TASK DETAILS — Write only how many lines in this data include "picture".

┌──

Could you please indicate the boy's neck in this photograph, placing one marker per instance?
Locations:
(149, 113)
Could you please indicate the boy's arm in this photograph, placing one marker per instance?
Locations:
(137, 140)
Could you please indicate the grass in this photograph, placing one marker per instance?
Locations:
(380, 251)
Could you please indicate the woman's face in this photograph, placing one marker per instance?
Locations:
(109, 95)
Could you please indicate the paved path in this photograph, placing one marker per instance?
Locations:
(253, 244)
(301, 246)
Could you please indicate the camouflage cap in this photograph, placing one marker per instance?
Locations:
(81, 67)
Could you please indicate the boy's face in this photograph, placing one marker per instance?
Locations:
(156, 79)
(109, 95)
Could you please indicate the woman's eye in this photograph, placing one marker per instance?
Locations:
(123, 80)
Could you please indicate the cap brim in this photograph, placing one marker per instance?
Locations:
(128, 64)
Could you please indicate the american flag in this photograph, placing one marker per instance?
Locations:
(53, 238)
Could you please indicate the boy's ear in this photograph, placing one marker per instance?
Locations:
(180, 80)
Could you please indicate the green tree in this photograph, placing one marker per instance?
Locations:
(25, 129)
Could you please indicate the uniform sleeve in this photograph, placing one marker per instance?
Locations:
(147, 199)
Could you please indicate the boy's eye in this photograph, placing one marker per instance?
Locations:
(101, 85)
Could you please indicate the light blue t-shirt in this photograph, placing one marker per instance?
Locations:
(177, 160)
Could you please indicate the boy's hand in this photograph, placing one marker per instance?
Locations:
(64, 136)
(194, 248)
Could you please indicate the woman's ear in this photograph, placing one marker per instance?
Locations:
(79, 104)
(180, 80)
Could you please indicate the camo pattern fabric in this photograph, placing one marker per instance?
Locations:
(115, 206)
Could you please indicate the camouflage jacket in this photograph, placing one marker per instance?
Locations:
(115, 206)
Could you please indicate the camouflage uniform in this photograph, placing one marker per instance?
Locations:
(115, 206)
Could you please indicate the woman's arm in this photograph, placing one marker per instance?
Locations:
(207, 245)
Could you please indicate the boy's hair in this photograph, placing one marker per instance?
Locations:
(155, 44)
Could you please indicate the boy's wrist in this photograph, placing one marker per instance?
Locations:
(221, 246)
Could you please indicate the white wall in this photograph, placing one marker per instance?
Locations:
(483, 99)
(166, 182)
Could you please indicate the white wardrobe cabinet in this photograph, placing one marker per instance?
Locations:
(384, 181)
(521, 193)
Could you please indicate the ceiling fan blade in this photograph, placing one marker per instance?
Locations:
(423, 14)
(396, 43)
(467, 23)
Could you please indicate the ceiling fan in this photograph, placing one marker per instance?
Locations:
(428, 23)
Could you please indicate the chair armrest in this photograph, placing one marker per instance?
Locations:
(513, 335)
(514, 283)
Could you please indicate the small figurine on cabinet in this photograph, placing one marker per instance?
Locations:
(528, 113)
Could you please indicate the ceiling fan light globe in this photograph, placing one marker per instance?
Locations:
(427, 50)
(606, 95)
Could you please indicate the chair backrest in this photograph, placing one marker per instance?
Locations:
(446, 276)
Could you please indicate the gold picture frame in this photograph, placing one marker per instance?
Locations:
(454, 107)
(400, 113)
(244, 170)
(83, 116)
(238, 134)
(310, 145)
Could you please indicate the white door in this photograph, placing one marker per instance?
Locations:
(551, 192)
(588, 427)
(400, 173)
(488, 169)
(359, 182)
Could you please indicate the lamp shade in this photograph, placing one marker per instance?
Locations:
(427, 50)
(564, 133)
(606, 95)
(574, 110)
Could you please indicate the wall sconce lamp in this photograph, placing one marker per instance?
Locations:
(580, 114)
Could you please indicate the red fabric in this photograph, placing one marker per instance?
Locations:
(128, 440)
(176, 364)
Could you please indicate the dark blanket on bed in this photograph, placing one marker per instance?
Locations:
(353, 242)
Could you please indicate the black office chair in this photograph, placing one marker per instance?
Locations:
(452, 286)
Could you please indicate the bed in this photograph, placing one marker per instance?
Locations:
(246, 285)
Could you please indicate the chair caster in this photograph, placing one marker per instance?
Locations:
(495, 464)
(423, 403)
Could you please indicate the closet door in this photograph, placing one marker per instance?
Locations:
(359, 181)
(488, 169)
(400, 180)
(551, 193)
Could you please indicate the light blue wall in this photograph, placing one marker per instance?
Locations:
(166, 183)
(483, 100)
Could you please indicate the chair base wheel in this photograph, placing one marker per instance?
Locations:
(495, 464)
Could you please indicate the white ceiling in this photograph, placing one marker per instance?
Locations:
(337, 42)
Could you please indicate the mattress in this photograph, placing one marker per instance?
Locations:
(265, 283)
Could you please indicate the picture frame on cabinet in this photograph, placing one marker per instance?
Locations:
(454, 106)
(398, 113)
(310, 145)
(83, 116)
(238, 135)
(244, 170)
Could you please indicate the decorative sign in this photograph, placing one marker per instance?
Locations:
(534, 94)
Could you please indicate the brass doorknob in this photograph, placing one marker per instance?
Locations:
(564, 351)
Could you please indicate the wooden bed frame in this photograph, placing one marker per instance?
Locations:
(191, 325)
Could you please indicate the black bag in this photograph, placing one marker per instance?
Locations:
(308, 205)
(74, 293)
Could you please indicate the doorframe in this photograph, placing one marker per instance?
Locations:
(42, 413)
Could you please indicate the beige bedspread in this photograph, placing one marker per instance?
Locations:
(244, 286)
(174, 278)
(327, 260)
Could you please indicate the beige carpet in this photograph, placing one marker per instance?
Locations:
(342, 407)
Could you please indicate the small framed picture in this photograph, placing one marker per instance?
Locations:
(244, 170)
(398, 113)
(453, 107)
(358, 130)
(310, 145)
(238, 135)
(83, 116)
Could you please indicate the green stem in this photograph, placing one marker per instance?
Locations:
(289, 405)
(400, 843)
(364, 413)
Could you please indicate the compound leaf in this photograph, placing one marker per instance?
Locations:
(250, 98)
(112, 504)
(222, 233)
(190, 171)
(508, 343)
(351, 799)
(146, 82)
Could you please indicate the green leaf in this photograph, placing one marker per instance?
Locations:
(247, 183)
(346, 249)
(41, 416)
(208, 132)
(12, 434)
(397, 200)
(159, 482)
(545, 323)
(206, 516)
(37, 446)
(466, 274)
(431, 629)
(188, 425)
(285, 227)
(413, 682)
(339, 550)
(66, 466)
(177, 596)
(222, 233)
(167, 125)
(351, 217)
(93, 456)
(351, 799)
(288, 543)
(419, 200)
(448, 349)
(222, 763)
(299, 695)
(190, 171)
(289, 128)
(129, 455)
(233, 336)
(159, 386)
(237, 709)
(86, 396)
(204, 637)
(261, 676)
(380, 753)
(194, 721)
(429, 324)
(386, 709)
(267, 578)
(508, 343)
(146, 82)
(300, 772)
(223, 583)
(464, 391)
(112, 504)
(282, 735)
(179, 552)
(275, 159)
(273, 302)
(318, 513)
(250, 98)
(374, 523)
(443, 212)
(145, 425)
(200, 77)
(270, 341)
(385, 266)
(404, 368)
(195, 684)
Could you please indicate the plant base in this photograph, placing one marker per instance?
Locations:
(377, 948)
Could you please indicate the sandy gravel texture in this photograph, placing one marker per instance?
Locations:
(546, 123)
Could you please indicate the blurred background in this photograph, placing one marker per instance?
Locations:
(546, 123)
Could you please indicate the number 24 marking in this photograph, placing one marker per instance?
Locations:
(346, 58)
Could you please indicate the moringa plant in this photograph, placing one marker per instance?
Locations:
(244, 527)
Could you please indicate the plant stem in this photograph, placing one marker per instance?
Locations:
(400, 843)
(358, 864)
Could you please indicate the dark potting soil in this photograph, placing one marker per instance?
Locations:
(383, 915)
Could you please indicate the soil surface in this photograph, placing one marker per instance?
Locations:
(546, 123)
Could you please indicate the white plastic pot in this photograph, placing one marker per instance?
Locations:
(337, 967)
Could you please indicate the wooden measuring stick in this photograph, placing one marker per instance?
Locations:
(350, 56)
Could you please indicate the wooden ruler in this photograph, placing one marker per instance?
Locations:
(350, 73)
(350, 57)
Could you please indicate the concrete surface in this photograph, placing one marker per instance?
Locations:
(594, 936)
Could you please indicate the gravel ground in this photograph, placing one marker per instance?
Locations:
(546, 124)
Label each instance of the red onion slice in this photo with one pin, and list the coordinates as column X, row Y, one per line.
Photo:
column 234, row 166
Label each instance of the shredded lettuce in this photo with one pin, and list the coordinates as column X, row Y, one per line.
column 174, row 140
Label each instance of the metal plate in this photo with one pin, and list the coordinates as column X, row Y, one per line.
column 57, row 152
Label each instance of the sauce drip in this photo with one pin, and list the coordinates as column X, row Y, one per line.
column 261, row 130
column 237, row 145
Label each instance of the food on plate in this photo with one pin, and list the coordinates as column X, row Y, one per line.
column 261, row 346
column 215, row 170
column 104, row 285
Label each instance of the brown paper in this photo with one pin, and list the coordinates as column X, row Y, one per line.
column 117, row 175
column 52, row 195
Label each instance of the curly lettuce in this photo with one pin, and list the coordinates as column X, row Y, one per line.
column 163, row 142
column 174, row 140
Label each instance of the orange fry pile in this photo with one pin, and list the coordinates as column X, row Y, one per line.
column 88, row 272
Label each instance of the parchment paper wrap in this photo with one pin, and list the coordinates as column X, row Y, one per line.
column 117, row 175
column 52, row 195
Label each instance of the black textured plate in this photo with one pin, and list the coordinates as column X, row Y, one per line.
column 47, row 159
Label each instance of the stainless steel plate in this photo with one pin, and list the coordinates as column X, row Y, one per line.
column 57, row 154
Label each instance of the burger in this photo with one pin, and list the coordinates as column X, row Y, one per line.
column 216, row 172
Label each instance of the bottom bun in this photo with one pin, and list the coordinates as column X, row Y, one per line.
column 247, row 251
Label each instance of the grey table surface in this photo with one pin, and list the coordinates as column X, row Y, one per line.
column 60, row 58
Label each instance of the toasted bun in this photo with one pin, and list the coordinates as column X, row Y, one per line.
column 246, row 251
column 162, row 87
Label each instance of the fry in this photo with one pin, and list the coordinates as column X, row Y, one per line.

└──

EXERCISE RESULT — 3